--- START OF Excerpted records ---
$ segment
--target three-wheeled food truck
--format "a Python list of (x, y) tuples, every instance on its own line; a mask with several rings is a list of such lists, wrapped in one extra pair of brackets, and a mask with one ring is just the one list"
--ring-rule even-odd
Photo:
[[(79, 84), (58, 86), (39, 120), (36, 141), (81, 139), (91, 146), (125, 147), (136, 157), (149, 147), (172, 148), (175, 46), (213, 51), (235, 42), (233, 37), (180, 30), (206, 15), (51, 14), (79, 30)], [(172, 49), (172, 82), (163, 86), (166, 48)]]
--- END OF Excerpted records ---
> What is asked: Could you copy the material above line for line, leaving every character as it is?

> Written solution:
$ segment
--target three-wheeled food truck
--format "a Python list of (x, y) tuples, every instance on its own line; a mask with several rings is a list of such lists, wrapped in one extra pair of brackets, and a mask with one ring is just the one list"
--ring-rule even-odd
Photo:
[[(79, 84), (58, 86), (39, 120), (36, 141), (81, 139), (91, 146), (125, 147), (136, 157), (149, 147), (172, 148), (175, 46), (213, 51), (235, 42), (233, 37), (180, 30), (206, 15), (51, 14), (79, 30)], [(172, 49), (172, 82), (163, 86), (166, 48)]]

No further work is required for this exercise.